== TEXTE DE LECTURE ==
En cette année 2005, la famille qui venait de perdre un être cher a accepté qu’un rein lui soit prélevé. Grâce à ce don anonyme, Christine a réappris à vivre après 19 ans de dialyse. Elle ne sera jamais assez reconnaissante pour ce « cadeau inestimable ». Car avant d’en arriver là, Christine a dû surmonter bien des épreuves. « J’ai été malade à l’âge de 11 ans. J’ai eu un lupus, une maladie auto-immune qui dégrade tous mes organes au fur et à mesure. »

Elle commence la dialyse à 21 ans, le soir, après sa journée de travail. Quatre heures, trois fois par semaine. S’en suivent de longues années éprouvantes, des allers- retours en Métropole… et une attente interminable. « Mon frère voulait me donner un rein. On est partis en Australie, mais il y avait trop de risques que le greffon ne tienne pas. »

Retour à Nouméa. Retour à la dialyse. « J’ai pleuré, mais finalement c’était mieux comme ça. » Après de faux espoirs, des obstacles et une rechute, Christine souhaite attendre que l’opération soit possible en Nouvelle-Calédonie. C’est finalement à Poitiers qu’elle sera greffée. « Quand je suis sortie du bloc, j’étais perdue. » Sa vie ayant toujours tournée autour de la dialyse, Christine a du mal à revenir à « une vie normale ». Des coups durs qui ne lui ont fait perdre ni sa force, ni son sourire.

LES DONNEURS, CES « HÉROS »

Il lui paraît désormais indispensable de prendre soin de ce qu’on lui a donné. C’est de cette façon qu’elle honore ce geste. « Je n’ai pas besoin de savoir de qui j’ai reçu. L’important, c’est que je vive. Ces gens sont nos héros. Merci à eux. » Un sentiment que partage John Drudri, 48 ans, greffé en 2021 sur le territoire. « Je vis bien cet anonymat. Comme on est un petit pays, ce serait facile à chercher et à retrouver. Et après, il y aurait des comptes à rendre », explique-t-il. Lui aussi « revit » grâce à un donneur décédé.

== À FAIRE ==
(a) D'après le texte sur le don de rein, à quel âge Christine a-t-elle commencé la dialyse ?
(b) Reproduisez fidèlement le passage du texte sur le don de rein allant de « Retour à Nouméa. » jusqu'à « ni son sourire. ».
La liste n'est pas nécessaire pour ce travail.

== DONNÉES BRUTES ==
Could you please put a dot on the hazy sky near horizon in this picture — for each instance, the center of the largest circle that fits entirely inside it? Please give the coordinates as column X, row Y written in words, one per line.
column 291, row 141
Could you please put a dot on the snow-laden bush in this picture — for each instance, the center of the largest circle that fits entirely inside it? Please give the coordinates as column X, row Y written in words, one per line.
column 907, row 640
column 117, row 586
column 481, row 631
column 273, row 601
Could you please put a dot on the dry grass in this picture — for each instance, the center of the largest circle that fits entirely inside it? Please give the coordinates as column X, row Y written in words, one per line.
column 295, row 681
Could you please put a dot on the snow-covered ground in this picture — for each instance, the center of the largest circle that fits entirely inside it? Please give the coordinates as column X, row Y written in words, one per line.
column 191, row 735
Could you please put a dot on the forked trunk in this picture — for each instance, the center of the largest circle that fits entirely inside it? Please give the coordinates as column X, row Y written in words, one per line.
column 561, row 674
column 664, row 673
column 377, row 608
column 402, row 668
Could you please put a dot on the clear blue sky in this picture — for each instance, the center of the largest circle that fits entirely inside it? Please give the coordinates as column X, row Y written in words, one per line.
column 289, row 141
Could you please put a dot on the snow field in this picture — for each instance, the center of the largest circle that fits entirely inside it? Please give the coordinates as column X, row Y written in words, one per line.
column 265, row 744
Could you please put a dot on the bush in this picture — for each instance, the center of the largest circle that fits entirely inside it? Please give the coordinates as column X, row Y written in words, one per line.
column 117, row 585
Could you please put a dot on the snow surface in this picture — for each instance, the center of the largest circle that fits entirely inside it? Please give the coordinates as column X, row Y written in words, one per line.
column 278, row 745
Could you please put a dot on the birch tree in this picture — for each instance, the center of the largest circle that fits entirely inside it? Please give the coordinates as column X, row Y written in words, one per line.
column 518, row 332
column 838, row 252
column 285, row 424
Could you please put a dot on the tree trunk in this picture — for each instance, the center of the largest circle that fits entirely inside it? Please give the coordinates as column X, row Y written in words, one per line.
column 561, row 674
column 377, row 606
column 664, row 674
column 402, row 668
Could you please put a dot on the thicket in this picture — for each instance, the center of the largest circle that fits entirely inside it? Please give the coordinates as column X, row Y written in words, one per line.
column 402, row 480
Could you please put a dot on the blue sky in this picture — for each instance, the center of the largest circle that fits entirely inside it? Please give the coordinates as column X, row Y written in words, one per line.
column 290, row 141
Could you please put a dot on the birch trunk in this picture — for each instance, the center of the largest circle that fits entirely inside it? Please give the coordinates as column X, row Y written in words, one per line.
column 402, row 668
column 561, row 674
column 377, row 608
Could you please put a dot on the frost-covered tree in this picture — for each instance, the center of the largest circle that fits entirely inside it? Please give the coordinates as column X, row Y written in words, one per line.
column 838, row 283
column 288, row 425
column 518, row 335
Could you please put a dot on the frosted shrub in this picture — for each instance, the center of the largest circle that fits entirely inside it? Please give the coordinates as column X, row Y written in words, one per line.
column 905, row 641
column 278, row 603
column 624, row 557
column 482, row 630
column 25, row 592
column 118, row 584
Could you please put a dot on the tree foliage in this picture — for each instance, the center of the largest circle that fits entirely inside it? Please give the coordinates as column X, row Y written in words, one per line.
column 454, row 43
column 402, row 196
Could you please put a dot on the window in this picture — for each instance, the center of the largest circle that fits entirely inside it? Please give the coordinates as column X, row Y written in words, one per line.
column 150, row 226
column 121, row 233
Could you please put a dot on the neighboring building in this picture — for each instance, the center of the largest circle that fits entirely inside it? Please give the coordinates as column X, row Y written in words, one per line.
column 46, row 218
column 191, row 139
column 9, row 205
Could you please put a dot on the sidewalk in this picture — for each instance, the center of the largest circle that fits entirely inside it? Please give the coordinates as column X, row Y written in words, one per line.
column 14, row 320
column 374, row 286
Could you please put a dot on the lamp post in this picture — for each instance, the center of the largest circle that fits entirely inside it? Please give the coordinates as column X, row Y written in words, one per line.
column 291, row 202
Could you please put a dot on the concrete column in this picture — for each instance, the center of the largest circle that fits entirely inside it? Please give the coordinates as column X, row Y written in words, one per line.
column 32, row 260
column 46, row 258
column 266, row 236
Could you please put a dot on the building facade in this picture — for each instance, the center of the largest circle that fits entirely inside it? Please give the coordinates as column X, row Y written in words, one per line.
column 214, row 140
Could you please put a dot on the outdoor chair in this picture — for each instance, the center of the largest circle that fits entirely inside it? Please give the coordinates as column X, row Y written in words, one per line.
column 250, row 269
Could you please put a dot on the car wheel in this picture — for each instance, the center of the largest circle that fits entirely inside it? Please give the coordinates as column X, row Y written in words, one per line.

== RÉPONSES PAR TÂCHE ==
(a) À 21 ans.

(b)
Retour à Nouméa. Retour à la dialyse. « J’ai pleuré, mais finalement c’était mieux comme ça. » Après de faux espoirs, des obstacles et une rechute, Christine souhaite attendre que l’opération soit possible en Nouvelle-Calédonie. C’est finalement à Poitiers qu’elle sera greffée. « Quand je suis sortie du bloc, j’étais perdue. » Sa vie ayant toujours tournée autour de la dialyse, Christine a du mal à revenir à « une vie normale ». Des coups durs qui ne lui ont fait perdre ni sa force, ni son sourire.